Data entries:
+ + + + +

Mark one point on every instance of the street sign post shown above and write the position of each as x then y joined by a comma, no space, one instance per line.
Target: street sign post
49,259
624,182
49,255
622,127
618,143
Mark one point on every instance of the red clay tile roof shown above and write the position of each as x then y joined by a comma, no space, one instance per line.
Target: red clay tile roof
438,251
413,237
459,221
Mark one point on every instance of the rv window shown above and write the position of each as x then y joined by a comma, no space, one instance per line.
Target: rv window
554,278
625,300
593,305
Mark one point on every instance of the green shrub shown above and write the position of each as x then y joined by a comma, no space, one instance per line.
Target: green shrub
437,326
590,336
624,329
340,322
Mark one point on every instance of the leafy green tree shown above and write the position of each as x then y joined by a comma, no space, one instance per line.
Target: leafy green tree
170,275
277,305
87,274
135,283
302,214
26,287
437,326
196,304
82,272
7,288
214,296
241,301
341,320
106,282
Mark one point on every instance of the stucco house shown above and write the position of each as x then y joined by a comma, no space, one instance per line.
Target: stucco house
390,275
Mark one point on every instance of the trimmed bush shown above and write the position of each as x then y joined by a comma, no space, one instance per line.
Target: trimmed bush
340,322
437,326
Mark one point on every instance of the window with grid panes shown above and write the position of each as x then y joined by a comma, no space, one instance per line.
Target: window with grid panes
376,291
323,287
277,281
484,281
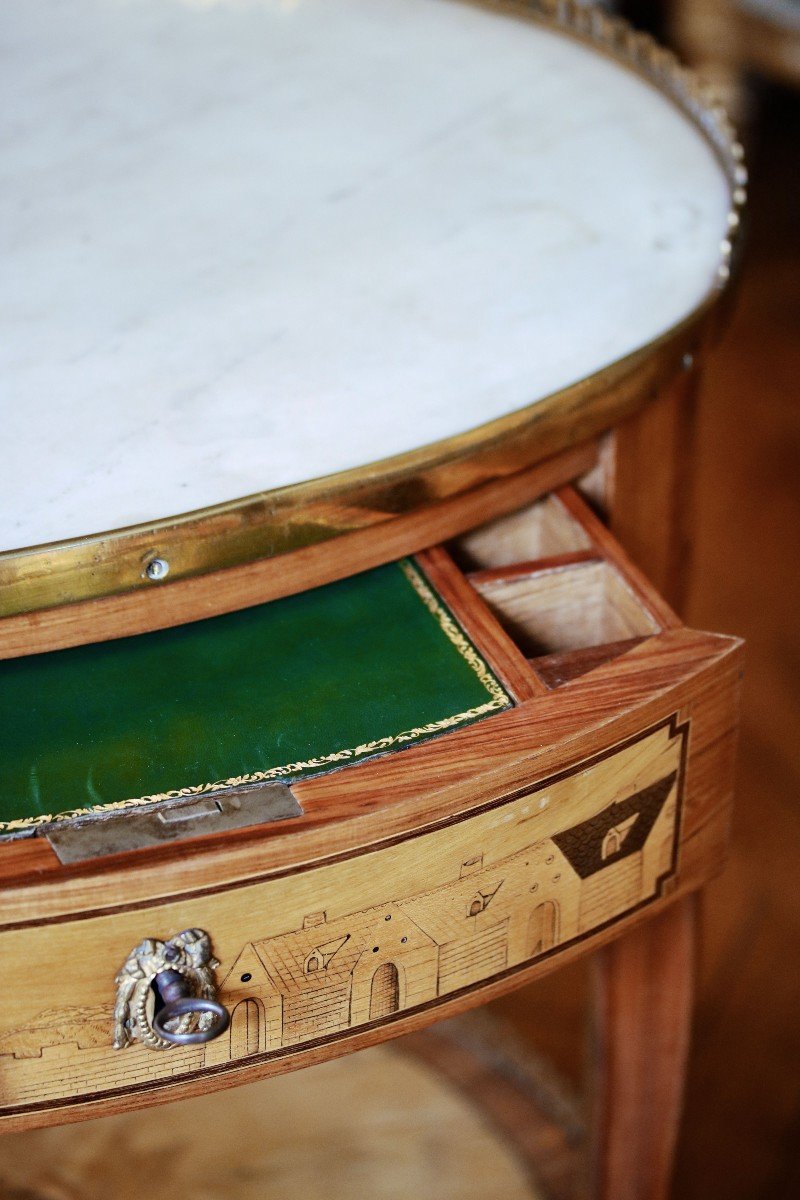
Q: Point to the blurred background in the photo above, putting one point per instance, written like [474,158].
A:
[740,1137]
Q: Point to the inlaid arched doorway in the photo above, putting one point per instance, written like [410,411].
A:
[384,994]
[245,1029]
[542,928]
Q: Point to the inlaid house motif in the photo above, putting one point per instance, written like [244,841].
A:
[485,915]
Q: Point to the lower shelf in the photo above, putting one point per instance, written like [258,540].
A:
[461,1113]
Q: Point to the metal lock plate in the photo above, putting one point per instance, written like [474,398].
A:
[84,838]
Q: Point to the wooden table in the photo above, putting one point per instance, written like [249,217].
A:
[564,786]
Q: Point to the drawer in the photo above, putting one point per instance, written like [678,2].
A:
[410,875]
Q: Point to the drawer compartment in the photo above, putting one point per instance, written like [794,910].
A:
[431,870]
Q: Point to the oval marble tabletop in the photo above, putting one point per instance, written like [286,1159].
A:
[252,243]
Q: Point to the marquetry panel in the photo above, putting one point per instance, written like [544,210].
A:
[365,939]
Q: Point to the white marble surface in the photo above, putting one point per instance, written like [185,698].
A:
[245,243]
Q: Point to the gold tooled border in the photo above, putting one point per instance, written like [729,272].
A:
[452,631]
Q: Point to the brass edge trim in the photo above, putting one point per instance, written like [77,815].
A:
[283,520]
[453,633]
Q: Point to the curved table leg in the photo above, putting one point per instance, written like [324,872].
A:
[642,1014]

+ + + + +

**Exercise objective**
The answer must consist of every line from the records above that holds "inlaid".

**Task solution**
Q: Point to the inlaid arched doorway in the photo above, putting one point per instance, written like [410,411].
Q: Point to the inlaid house motif in the photo above, putting one point per instance, written like [244,841].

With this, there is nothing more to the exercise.